• _What to work on_
Copy all of the material below word for word, leaving out the pictures.

• _Stored data_
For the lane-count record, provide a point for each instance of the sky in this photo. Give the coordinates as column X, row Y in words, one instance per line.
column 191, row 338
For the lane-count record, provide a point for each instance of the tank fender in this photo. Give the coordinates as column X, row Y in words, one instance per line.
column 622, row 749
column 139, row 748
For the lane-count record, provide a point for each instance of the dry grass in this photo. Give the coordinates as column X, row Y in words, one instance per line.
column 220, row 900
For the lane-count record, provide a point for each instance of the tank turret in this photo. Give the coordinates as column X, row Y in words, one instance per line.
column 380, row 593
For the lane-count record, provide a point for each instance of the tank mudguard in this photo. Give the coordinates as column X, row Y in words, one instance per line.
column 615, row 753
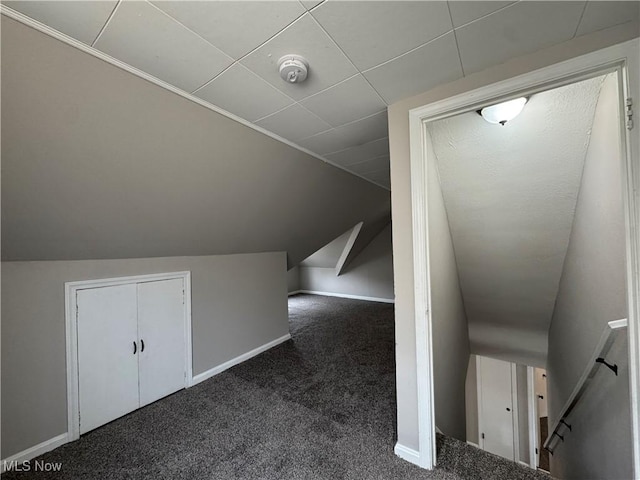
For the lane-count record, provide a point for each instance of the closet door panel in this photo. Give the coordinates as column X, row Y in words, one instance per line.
column 161, row 326
column 107, row 365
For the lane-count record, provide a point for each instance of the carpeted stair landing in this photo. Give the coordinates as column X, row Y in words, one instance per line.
column 321, row 406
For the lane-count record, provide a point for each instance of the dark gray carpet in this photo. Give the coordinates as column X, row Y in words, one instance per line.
column 321, row 406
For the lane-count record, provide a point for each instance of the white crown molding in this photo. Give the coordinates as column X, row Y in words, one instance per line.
column 41, row 27
column 345, row 295
column 406, row 453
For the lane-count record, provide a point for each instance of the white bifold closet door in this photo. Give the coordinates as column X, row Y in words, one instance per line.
column 131, row 348
column 162, row 339
column 108, row 360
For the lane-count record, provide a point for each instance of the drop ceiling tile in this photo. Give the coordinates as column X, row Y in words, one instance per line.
column 326, row 142
column 376, row 164
column 293, row 123
column 80, row 20
column 365, row 130
column 465, row 12
column 373, row 32
column 327, row 64
column 243, row 93
column 600, row 15
column 236, row 28
column 517, row 30
column 346, row 102
column 144, row 37
column 430, row 65
column 360, row 153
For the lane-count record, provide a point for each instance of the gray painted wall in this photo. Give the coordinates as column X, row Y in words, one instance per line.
column 592, row 292
column 328, row 256
column 239, row 302
column 449, row 322
column 523, row 412
column 126, row 169
column 521, row 400
column 370, row 274
column 401, row 199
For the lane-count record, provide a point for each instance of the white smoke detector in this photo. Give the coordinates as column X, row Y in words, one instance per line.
column 293, row 68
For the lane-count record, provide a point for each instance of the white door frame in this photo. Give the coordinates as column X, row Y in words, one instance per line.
column 623, row 58
column 514, row 406
column 71, row 321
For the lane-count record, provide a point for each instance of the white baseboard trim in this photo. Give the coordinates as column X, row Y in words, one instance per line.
column 201, row 377
column 33, row 452
column 406, row 453
column 345, row 295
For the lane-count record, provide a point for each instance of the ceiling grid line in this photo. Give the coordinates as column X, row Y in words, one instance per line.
column 363, row 56
column 483, row 17
column 347, row 57
column 455, row 37
column 584, row 9
column 113, row 12
column 408, row 52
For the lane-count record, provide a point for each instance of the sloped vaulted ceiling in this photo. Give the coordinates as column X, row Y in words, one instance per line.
column 510, row 194
column 98, row 163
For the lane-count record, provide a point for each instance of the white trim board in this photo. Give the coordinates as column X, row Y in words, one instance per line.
column 622, row 58
column 345, row 295
column 406, row 453
column 47, row 30
column 71, row 329
column 201, row 377
column 532, row 418
column 24, row 456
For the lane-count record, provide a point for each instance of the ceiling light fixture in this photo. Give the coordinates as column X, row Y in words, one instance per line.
column 503, row 112
column 293, row 68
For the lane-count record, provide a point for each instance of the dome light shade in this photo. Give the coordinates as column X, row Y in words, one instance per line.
column 503, row 112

• _Output below_
For the lane-count record, provide a point for each instance of the sky in this photo. Give the coordinates as column X, row Y in words, one instance per line.
column 191, row 338
For the lane-count record, provide a point for each instance of the tank fender in this photo. Give the coordinates as column X, row Y in words, one instance per line.
column 622, row 749
column 139, row 748
For the lane-count record, provide a point for each instance of the dry grass in this photo. Give the coordinates as column X, row Y in words, one instance per line.
column 220, row 900
For the lane-count record, provide a point for each instance of the tank turret in this photo. Give the coordinates as column X, row Y in words, one instance per line.
column 380, row 593
For the lane-count record, provide a point for each instance of the tank mudguard in this photo. Give the coordinates as column X, row Y in words, one instance per line.
column 615, row 753
For the lane-count record, provide a point for each instance of the closet door panel in this photo. Give the coordinates as column X, row Y in words, one instance per line.
column 161, row 326
column 107, row 365
For the lane-count record, provide a point for each instance of the carpeted stair landing in this photo. Give the coordinates as column X, row Y in words, one instance per line.
column 321, row 406
For the lane-count record, provide a point for each instance of the dark gray carpet in this photo. Give the coordinates as column X, row Y in words, one instance per line.
column 321, row 406
For the lane-count record, provide a point for each instance of the white crown molding in this photo. Give the coordinates as column X, row Y in words, one instance per line.
column 41, row 27
column 345, row 295
column 406, row 453
For the lane-count record, provide a point for each instance of the white bifold closet door in this photo. Give the coordinates as column X, row Y in words, one instance per line.
column 131, row 348
column 162, row 339
column 108, row 360
For the lane-count record, provide a point for each instance of the drop ceiling tile in this photo. Give the coordinates as column X, row Y in words, one instance per line.
column 326, row 142
column 376, row 164
column 293, row 123
column 80, row 20
column 365, row 130
column 465, row 12
column 373, row 32
column 327, row 64
column 243, row 93
column 600, row 15
column 236, row 28
column 517, row 30
column 346, row 102
column 144, row 37
column 430, row 65
column 360, row 153
For the lane-count record, provide a point for each instance of the gray painted wall in this photo. Give the coordinates as column X, row Y in words, one instance per line.
column 592, row 292
column 328, row 256
column 239, row 302
column 449, row 322
column 523, row 412
column 126, row 169
column 521, row 400
column 370, row 274
column 401, row 199
For the lane-count record, provide a point for each instance of the white smoke detector in this photo. Give the coordinates as column X, row Y in words, one instance per line.
column 293, row 68
For the lane-count record, provide a point for each instance of the white door frame in this photo. Give the coordinates as column X, row Y in words, one instance per line.
column 623, row 58
column 514, row 406
column 71, row 321
For the lane-count record, provide a point for each instance of the white baseboard trim in this photo. Give the coordinates as column X, row Y in words, one instance per line.
column 201, row 377
column 33, row 452
column 406, row 453
column 345, row 295
For the lane-count record, provide a point for each instance of the ceiling grid line in this photo. Give the coordinates as column X, row Y in words, one instance per line.
column 363, row 56
column 483, row 17
column 347, row 57
column 455, row 37
column 584, row 9
column 113, row 12
column 408, row 52
For the lane-count record, provide a point for each instance of the sloped vaulted ceiling in this photo. Give the coordinates as column X, row Y in words, one instance per line.
column 510, row 194
column 98, row 163
For the lane-count record, provide a point for each instance of the white trim board in this photo. Give the coordinates as column X, row Y in words, one instance per line.
column 622, row 58
column 345, row 295
column 406, row 453
column 47, row 30
column 71, row 329
column 201, row 377
column 532, row 418
column 24, row 456
For the lane-count record, provide a point for each instance of the ceiling light fixture in this photo. Give the coordinates as column X, row Y in words, one instance per line.
column 503, row 112
column 293, row 68
For the lane-count record, provide a point for each instance of the dome light shade in this photo. Give the coordinates as column X, row Y in words, one instance per line.
column 503, row 112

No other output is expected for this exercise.